TEXTO DEL EJERCICIO:
Así comienza la contratapa de Furia, de Clyo Mendoza: “Una maldición se cierne sobre el linaje de Vicente Barrera”. Seré osado, diré: la maldición está en el texto, en sus costuras, la maldición está en la sangre tinta que dibuja, como si fueran letras, una historia degenerada. Todo se infecta con la prosa, como una rima trunca que siempre se pospone, la maldición es la palabra y la historia bestial que se tiñe con la lógica de la afectación. Porque toda palabra está maldita en este texto y toda palabra maldice a la que vendrá: como en un dominó macabro, cada pasaje contagia al siguiente y deforma la trama infectada de un realismo visceral.

ACTIVIDAD:
Sigue el comentario de arriba sobre la novela Furia a partir de su última oración.

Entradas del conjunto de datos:

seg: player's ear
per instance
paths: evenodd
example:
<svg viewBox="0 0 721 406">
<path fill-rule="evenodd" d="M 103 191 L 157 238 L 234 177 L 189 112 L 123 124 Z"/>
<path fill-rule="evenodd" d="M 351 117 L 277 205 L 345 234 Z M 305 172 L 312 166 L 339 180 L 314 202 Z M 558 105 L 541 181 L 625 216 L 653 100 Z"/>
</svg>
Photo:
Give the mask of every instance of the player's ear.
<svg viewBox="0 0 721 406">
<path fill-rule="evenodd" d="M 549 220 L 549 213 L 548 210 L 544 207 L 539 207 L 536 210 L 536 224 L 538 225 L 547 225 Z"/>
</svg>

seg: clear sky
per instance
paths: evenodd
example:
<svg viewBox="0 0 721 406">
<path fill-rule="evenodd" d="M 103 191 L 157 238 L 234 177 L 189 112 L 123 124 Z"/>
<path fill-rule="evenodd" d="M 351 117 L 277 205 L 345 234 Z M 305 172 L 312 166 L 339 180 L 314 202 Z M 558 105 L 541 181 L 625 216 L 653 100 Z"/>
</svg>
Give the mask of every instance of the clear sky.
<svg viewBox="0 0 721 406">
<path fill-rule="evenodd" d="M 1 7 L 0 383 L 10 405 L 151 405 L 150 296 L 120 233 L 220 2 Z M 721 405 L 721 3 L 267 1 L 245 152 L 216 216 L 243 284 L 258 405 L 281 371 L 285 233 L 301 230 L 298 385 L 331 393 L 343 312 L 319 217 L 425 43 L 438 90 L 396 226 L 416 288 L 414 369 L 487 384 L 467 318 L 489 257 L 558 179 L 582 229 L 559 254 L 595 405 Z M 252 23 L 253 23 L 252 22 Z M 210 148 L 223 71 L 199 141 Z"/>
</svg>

RESPUESTA:
Porque allí vamos: en las llanuras de los desiertos todos los horizontes parecen los mismos. Y entonces el tal Barrera bien podría ser la Cesárea Tinajero que los detectives de Bolaño salen a cazar. Pero no: acá todo está más allá, un salvajismo incluso más brutal, el de Mendoza. El texto se trunca en cada párrafo, como si el recorrido de las verdades, los espejismos, los mitos, las leyendas durara lo que tarda un cuerpo en caer a un precipicio: el párrafo como abismo, el texto como gran caída, como ley de gravedad. Todo es inevitable, por tan obvio y desquiciado, la vida de estos vagabundos desérticos, hijos del tal Barrera, que vivirán para contar aventuras guarras, guerras que no les pertenecen, una obsesión por la imaginación y el placer.
Nada importa menos que el sentido y, al mismo tiempo, todo se construye con un porqué: Mendoza encuentra, en el ir y venir de la prosa (musical, impecable, aromática), una forma sencilla de explicar la realidad: todo podría ser de otra manera. Y toda frase, a su vez, postula el infinito: todas las palabras -desde las mínimas hasta las definitivas- se ganaron su lugar en este texto que, se ve claro, no debió ser sencillo de escribir. Sobran las ideas, sobran los peligros: todo corta, lastima, pincha, mata en el desierto, que es como el texto.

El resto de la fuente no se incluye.